◆ Document passage ◆

═══

At 26, I have done a fair amount of living all while knowing there is still so much more to live. I have cried because there were no words & only emotion. I have felt joy inside of me because that’s what being known & loved will do to you. I have grieved a huge loss & discovered parts of myself I would have never known if I had not lived through that type of pain. I have created a dream job that I fell into, but was somehow always meant to be. I have seen the creativity inside of me come to life seemingly out of nowhere. I have woken up & felt frozen in anxiety & alone in depression. I have discovered that I am a dreamer who loves encouraging others to dream too. I have embraced the ups & downs that come with life knowing that I can’t control most things. This is 26, accepting the journey & myself.
This is 26. This is being bold & daring & fierce, & someone who will always stand up to defend what is right. This is being confident in every curve & pound that I carry. This is loving who I am, who I’ve been, & who I am becoming. This is being a woman & knowing I can do anything I put my mind & effort towards. This is knowing I have strengths & I have weaknesses because I am human & flawed. This is taking the time to be there for others when they need it & asking questions to let them know I care. This is knowing more of myself so that I can be a better person, friend, daughter, worker, partner, & sister. This is owning up to mistakes & handling the consequences. This is wanting to be me, not her, him, or them. This is living with the truth that life is unpredictable & I can’t change that. This is using my voice for the voiceless & encouraging others through words & action. This is being loving & kind & caring. This is 26, being myself.

═══

◆ Source information ◆

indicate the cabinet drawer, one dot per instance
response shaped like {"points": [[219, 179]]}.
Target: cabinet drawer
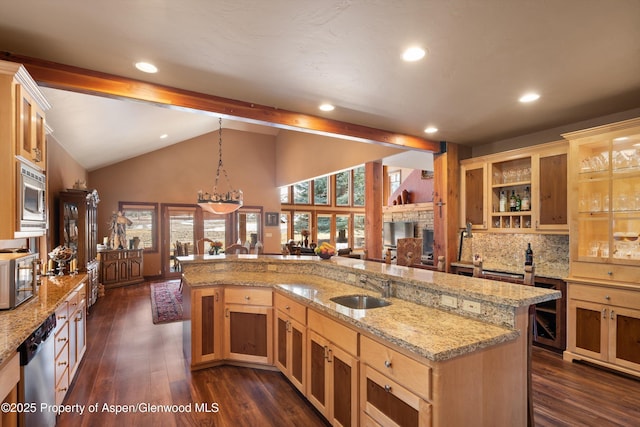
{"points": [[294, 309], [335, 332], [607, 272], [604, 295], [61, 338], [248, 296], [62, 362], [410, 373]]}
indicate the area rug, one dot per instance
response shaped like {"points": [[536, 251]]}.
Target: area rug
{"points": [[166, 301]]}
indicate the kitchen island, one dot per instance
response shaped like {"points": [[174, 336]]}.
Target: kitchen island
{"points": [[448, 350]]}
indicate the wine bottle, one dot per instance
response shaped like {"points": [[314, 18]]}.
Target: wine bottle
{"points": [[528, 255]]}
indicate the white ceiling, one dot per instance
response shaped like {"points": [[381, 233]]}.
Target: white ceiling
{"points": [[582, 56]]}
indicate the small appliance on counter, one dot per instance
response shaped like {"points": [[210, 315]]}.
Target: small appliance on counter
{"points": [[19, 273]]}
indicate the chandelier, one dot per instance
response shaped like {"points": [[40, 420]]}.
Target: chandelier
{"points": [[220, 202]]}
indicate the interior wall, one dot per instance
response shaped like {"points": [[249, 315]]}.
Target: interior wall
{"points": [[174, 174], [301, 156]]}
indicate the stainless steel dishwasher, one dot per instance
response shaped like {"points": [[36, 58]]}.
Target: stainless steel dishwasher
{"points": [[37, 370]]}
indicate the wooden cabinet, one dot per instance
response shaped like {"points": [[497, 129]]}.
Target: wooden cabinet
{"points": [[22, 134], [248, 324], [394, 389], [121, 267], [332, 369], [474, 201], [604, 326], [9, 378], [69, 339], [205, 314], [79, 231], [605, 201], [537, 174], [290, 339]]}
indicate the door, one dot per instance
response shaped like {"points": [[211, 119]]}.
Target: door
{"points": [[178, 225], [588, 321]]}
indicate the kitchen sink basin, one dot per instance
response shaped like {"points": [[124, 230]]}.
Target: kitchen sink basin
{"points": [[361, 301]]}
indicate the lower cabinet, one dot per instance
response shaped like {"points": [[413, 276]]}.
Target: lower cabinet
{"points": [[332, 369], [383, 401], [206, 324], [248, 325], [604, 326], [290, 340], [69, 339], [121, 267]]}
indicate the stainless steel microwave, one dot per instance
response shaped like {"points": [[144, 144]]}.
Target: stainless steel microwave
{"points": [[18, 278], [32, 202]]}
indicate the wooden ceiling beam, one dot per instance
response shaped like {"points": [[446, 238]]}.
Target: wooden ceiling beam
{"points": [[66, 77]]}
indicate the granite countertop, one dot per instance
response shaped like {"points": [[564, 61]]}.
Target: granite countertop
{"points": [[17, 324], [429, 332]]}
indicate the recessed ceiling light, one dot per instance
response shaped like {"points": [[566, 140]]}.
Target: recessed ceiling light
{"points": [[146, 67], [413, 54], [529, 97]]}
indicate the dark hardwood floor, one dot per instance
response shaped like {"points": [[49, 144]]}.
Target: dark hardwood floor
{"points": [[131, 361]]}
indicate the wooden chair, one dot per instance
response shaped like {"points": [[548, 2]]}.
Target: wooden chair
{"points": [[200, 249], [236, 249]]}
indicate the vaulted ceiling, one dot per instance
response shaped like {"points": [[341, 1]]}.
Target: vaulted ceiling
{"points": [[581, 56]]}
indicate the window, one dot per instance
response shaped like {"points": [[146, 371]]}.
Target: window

═══

◆ Activity A ◆
In the reflection on being 26, list each role named in the sentence that begins "This is knowing more of myself."
◆ Activity B ◆
Please continue the reflection on being 26, starting after its last sentence.
None of the data above is needed here.

◆ Result A ◆
person, friend, daughter, worker, partner, sister

◆ Result B ◆
I want to challenge you to think about these things & where you are personally in your life. I think it’s important that we all know ourselves, accept ourselves, love ourselves, be ourselves, & serve others. This is 26, but this is also 37, 52, 76, 15, 28, & 43. This is you & this is me.
Always know that you have value & worth at any age in your life & that it’s never too late or too early to start loving & accepting yourself for who you are today, right now.